### PROVIDED RECORDS ###

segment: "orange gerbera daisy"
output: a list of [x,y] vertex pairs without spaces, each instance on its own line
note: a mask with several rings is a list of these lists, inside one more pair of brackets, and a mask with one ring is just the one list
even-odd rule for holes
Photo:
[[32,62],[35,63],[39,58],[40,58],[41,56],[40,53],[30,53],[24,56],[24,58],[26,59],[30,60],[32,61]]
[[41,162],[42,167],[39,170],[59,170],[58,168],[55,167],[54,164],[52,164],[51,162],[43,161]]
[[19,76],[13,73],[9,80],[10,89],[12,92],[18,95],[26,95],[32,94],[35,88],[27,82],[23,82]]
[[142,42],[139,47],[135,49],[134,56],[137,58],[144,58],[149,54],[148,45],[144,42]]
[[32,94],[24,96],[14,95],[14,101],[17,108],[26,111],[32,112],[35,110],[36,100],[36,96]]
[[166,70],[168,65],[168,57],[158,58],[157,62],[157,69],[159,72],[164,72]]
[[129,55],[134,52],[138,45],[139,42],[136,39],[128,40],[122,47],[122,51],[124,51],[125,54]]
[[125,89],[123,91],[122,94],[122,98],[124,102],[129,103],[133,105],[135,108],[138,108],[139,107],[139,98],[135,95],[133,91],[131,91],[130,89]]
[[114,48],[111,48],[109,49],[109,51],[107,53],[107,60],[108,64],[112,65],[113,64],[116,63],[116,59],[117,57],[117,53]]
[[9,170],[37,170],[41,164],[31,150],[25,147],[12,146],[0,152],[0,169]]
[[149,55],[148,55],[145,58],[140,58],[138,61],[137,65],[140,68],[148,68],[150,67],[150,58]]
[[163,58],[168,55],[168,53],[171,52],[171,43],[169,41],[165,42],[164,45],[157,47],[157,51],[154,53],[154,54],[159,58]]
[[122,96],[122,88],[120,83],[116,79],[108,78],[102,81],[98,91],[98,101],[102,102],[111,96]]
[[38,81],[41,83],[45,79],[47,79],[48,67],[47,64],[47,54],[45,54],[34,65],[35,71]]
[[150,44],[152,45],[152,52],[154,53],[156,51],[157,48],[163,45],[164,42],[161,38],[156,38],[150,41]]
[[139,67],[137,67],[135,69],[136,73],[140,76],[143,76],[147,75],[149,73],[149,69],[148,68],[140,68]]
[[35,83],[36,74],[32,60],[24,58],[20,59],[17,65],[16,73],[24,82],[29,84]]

###

### SET TASK
How many lines in the data above contain the word "list"? Reply with the number alone.

### FINISHED EXERCISE
2